## Aim
Only the lines from the one with "In the photograph above, where can the man in black" to the end of the data below should be given again, exactly, with both ends included and pictures omitted.

## Point-based annotation data

☆ ☆ ☆ ☆ ☆ ☆ ☆

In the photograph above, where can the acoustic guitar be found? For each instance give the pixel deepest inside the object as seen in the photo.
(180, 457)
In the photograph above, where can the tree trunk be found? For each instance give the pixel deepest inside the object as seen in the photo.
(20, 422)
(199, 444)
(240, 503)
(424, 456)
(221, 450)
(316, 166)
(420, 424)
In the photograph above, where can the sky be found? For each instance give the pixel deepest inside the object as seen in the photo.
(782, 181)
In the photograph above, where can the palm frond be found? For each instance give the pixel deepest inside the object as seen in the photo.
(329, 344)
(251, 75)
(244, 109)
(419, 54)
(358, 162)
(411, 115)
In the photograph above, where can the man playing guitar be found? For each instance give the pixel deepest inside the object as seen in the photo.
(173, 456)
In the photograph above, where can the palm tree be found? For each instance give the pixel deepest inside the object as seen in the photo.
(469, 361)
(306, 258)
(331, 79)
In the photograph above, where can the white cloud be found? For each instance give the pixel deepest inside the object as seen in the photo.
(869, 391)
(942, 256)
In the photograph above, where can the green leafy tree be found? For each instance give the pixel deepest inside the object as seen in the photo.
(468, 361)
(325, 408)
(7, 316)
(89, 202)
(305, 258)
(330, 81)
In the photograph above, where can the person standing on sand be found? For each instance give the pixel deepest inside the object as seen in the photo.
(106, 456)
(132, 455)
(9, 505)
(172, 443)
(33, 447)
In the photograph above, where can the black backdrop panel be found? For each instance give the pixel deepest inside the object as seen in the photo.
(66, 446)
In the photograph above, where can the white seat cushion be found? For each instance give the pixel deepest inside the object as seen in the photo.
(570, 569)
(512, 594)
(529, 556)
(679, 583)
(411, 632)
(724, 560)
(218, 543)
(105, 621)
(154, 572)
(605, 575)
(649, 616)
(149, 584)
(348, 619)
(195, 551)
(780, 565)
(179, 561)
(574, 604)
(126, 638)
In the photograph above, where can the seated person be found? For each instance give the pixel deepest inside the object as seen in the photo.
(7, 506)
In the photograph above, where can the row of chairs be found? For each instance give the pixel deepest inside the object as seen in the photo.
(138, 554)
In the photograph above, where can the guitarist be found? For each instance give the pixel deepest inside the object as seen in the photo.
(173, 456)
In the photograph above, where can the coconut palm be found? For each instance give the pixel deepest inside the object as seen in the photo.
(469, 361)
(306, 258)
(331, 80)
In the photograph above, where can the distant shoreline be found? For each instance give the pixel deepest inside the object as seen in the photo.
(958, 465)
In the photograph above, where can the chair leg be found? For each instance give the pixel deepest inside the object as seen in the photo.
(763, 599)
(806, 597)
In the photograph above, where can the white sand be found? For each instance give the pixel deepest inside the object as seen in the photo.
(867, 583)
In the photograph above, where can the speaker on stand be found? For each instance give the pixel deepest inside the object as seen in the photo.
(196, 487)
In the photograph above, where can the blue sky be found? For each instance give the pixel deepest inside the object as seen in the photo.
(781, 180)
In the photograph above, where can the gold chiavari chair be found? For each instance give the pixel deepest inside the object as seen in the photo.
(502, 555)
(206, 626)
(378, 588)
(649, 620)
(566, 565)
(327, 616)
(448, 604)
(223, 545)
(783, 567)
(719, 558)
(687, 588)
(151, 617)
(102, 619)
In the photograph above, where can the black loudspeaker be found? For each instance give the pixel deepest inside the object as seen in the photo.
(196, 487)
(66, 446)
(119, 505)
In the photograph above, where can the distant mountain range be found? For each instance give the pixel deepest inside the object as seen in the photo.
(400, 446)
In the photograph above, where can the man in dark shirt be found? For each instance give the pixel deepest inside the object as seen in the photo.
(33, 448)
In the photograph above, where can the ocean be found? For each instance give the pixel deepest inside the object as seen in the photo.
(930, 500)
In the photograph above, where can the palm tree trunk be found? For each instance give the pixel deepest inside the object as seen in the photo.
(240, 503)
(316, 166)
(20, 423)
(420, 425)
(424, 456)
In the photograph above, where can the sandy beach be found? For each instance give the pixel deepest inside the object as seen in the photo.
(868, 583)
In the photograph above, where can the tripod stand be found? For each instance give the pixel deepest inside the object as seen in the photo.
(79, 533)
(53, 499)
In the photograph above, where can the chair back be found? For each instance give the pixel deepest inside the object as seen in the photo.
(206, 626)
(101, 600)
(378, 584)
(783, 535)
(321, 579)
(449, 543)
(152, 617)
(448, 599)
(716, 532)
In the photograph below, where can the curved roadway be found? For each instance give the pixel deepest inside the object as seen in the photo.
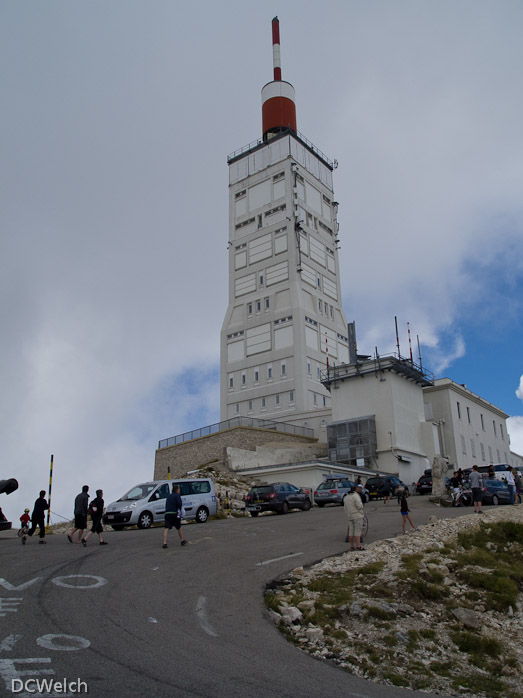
(132, 619)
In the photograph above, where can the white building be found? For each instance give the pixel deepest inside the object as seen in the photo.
(389, 415)
(378, 416)
(471, 430)
(284, 320)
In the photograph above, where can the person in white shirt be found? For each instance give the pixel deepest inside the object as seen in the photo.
(353, 506)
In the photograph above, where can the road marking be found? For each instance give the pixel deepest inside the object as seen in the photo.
(277, 559)
(8, 605)
(98, 581)
(10, 587)
(202, 617)
(7, 644)
(59, 642)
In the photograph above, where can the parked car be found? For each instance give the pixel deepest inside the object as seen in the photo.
(375, 485)
(144, 504)
(279, 497)
(424, 484)
(495, 492)
(334, 491)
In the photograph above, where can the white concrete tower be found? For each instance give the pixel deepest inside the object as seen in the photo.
(285, 320)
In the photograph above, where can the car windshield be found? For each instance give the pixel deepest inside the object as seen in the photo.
(139, 492)
(262, 490)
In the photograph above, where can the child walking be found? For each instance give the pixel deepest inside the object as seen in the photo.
(404, 508)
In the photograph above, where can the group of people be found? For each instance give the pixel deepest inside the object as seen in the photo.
(353, 506)
(37, 519)
(82, 509)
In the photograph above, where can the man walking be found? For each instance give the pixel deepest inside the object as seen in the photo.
(38, 516)
(81, 504)
(476, 485)
(353, 506)
(173, 515)
(96, 509)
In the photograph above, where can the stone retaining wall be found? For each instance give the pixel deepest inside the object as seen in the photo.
(207, 449)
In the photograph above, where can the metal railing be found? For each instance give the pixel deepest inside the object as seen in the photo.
(231, 424)
(397, 362)
(260, 142)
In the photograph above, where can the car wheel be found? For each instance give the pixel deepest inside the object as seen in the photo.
(202, 515)
(466, 500)
(145, 520)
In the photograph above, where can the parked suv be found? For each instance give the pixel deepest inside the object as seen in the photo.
(334, 491)
(144, 504)
(279, 497)
(375, 486)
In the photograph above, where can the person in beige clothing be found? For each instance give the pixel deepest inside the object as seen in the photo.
(353, 506)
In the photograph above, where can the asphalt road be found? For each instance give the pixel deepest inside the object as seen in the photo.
(132, 619)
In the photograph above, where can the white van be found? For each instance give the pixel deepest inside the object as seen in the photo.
(144, 504)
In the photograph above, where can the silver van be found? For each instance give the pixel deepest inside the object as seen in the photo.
(144, 504)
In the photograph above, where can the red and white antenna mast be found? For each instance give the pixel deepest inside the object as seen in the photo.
(276, 55)
(278, 107)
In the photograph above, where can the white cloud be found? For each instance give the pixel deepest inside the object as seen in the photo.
(519, 391)
(515, 429)
(113, 281)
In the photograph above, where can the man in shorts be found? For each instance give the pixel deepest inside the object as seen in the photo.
(173, 515)
(476, 485)
(81, 505)
(354, 511)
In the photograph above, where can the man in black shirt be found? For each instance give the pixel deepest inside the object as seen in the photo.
(38, 516)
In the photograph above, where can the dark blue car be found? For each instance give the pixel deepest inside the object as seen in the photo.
(495, 492)
(279, 497)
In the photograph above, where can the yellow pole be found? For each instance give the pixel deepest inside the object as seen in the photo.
(49, 499)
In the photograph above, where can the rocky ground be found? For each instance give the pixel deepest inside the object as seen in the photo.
(439, 609)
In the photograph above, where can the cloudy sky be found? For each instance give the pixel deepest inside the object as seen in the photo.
(117, 118)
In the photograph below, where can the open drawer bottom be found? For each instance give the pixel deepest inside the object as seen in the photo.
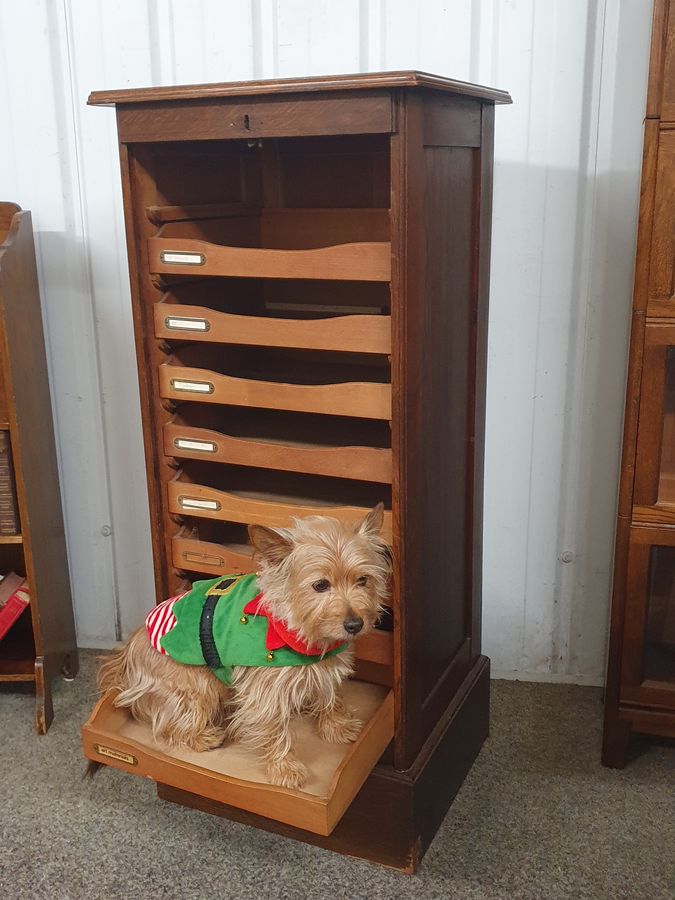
(233, 776)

☆ ☆ ☆ ☆ ☆ ☆ ☆

## Expected answer
In the photograph above, where can the man in black shirt be found? For each instance give the pixel deepest inside the object as seen in the photo.
(38, 516)
In the photograph above, where can the dark blue car be found? For each instance give the pixel deepest inside the object as seen in the photo.
(495, 492)
(279, 497)
In the photograph above, where can the yellow pole be found? For each instance give the pixel deepest inside the object as seen in the photo.
(49, 499)
In the photograph above, where can the rocky ground be found? For each instance give the pixel deepest inside the object as seen in the photo.
(439, 609)
In the photograph above, where can the cloudy sky be found? For each instance give the pixel deepest inside the object as seen in the photo.
(117, 118)
In the photograph below, where can the open drawer bottom be found? For each instance give the pixel deepest inside the object as seen in the photo.
(233, 776)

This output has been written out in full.